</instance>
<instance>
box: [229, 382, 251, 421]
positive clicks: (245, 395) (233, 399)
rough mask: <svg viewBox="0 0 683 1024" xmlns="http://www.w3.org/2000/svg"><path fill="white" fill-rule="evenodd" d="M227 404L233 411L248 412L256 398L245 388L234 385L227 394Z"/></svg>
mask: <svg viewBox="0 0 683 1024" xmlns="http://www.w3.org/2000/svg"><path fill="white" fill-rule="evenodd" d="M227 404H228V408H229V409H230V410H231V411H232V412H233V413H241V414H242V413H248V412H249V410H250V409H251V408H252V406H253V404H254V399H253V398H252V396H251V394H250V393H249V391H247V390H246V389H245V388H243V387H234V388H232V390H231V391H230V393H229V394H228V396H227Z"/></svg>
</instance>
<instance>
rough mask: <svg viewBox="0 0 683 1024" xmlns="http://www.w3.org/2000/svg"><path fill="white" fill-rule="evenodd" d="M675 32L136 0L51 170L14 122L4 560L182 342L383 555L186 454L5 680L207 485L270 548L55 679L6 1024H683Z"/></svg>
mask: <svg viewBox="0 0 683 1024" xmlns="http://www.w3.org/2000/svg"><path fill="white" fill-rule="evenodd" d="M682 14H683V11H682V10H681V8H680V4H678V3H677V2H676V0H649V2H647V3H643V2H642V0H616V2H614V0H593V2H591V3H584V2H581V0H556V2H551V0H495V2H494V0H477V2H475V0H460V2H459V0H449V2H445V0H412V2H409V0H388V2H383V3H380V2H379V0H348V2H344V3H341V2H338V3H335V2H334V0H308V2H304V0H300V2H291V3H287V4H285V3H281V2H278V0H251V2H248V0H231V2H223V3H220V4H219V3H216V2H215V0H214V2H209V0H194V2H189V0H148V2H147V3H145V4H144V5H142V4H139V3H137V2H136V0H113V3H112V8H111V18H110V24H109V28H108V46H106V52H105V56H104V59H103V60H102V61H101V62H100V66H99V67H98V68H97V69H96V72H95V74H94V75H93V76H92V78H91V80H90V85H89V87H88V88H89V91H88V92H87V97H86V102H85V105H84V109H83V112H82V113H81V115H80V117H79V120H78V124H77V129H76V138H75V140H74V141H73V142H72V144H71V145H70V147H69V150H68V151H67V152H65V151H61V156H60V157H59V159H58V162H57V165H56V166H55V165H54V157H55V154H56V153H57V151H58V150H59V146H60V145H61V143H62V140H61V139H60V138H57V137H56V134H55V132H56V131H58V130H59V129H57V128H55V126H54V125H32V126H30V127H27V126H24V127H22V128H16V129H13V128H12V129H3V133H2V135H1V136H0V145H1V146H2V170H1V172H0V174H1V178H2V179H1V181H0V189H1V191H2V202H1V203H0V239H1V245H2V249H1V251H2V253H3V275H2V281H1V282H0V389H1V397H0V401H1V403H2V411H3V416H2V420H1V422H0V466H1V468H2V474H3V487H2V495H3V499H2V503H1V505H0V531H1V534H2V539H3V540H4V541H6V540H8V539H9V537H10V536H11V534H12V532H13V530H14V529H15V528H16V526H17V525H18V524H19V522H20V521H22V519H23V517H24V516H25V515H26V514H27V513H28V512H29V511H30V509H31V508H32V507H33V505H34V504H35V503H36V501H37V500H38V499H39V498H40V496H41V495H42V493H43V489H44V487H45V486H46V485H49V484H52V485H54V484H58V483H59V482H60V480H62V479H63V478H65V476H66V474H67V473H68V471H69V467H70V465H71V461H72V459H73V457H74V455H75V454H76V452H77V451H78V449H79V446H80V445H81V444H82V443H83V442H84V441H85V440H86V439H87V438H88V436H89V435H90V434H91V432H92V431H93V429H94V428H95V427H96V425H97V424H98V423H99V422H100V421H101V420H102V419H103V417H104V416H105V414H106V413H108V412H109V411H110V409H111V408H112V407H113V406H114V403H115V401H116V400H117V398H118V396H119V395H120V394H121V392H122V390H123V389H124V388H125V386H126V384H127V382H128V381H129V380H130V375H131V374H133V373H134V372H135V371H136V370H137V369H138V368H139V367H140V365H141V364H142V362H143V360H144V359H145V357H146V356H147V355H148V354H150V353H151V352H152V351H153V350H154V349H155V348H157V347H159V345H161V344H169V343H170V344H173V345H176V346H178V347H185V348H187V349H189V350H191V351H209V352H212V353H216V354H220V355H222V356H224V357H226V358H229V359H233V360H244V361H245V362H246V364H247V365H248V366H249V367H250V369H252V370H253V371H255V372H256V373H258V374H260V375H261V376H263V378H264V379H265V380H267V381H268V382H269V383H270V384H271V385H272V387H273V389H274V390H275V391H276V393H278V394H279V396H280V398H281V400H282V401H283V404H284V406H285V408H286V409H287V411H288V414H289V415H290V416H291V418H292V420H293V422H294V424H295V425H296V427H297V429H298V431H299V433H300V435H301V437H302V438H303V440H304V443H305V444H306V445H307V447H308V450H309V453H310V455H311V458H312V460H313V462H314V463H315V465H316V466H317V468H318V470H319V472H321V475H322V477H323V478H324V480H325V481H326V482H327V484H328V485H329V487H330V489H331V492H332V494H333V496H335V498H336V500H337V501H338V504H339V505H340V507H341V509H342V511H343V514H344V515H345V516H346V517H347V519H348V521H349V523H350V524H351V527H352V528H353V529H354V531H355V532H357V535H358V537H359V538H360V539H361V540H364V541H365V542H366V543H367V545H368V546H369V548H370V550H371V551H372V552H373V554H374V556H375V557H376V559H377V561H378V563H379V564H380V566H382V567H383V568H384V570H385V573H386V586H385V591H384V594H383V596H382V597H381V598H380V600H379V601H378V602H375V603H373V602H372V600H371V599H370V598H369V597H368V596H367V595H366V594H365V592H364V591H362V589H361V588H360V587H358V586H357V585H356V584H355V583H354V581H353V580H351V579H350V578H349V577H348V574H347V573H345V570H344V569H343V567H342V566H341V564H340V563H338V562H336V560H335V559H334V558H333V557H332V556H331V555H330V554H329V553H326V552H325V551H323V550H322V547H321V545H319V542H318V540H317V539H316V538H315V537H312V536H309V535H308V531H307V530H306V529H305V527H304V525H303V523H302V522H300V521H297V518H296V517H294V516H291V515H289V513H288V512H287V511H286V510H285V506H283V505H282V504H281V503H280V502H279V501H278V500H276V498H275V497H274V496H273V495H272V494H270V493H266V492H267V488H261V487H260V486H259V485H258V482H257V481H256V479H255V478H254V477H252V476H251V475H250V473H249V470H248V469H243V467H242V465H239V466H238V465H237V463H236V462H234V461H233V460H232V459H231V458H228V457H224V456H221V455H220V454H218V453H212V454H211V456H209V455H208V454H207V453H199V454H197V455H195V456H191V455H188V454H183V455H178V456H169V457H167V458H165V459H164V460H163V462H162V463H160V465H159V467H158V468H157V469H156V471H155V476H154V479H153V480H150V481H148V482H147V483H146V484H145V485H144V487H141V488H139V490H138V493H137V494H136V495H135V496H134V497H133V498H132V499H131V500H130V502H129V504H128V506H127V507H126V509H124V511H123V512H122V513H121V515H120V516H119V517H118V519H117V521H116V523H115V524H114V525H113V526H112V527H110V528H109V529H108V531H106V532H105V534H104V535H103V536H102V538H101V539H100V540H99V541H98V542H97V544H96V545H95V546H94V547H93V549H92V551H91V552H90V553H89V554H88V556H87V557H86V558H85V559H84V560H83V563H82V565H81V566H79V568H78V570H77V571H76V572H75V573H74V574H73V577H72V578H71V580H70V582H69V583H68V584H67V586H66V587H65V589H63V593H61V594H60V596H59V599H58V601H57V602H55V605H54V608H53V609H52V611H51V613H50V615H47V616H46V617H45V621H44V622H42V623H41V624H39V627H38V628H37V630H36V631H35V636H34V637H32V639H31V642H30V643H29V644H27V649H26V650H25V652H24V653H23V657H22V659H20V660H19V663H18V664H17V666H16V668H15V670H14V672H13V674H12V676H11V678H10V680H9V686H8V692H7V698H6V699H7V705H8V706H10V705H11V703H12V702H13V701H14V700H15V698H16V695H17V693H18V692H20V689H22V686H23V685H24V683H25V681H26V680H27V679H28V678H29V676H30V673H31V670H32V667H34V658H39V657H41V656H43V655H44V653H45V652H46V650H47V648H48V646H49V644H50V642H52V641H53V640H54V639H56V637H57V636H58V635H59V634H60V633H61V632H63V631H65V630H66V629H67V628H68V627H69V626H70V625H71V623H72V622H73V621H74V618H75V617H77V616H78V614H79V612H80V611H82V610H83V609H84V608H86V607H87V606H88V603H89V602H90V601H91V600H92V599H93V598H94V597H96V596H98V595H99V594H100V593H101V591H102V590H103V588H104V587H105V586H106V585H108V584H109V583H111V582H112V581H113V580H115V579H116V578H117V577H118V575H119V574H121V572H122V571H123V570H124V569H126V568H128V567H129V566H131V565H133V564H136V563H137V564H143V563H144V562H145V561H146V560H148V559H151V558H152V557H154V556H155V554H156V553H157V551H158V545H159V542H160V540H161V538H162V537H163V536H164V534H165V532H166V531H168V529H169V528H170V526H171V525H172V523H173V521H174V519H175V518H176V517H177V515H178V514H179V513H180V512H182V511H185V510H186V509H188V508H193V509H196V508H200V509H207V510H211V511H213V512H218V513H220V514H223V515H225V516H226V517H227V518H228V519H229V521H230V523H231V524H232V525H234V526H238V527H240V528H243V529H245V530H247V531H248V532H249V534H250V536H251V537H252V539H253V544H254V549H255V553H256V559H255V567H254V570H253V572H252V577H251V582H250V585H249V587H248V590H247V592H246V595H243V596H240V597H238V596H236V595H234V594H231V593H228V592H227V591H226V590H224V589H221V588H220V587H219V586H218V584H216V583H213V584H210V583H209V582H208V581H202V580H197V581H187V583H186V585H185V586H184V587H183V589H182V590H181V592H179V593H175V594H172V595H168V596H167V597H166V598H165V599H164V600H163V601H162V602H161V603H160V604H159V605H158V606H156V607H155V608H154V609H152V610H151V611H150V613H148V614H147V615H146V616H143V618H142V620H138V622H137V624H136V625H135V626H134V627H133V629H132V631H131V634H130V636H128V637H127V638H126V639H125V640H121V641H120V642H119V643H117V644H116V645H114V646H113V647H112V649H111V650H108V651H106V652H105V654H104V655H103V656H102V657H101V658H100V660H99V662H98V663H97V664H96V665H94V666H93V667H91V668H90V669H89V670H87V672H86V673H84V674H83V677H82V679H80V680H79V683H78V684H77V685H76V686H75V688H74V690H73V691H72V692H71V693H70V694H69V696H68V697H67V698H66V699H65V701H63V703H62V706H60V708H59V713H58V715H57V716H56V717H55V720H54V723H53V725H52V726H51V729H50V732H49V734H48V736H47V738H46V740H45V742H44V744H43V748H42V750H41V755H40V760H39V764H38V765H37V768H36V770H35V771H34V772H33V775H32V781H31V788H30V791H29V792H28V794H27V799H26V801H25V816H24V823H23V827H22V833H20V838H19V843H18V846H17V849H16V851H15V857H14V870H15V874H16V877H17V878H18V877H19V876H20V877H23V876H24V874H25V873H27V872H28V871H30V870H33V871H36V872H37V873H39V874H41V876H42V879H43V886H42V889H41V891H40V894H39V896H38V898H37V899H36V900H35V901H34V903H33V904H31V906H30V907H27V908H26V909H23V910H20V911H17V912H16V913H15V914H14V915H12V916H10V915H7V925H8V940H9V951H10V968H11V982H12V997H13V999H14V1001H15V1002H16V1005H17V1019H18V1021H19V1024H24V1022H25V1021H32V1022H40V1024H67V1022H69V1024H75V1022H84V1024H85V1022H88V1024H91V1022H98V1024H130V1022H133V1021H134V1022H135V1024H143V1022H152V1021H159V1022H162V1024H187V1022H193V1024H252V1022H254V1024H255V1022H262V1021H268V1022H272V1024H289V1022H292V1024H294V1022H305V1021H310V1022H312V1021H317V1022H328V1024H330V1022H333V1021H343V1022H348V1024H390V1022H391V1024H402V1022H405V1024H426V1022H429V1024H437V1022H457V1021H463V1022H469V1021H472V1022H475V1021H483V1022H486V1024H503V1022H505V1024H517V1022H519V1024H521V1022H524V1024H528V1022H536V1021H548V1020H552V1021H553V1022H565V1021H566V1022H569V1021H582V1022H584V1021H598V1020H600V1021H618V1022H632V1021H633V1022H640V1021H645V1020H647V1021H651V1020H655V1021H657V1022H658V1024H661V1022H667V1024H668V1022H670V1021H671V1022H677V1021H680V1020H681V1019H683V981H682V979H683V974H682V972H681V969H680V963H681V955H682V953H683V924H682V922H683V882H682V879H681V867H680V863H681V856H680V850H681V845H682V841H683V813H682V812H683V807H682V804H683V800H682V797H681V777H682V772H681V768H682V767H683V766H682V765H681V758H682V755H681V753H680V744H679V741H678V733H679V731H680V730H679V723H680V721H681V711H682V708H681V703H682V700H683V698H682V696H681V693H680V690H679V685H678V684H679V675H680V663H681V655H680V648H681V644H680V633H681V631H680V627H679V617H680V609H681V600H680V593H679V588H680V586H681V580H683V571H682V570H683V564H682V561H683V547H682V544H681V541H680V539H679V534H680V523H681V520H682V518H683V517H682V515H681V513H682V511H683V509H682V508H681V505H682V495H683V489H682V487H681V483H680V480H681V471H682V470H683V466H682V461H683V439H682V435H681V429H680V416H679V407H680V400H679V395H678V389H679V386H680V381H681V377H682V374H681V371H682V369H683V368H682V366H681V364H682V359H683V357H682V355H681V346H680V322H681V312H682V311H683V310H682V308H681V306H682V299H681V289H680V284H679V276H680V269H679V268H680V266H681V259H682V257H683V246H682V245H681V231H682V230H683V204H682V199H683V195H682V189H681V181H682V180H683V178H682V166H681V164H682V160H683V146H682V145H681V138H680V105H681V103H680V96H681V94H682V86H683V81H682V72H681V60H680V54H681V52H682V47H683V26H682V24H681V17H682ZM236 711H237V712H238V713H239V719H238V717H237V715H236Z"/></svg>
========
# Exercise objective
Nothing but the lines from the first line of the listing above through the line holding "positive clicks: (245, 395) (233, 399)" should be reproduced, and each must match exactly.

# Answer area
</instance>
<instance>
box: [229, 382, 251, 421]
positive clicks: (245, 395) (233, 399)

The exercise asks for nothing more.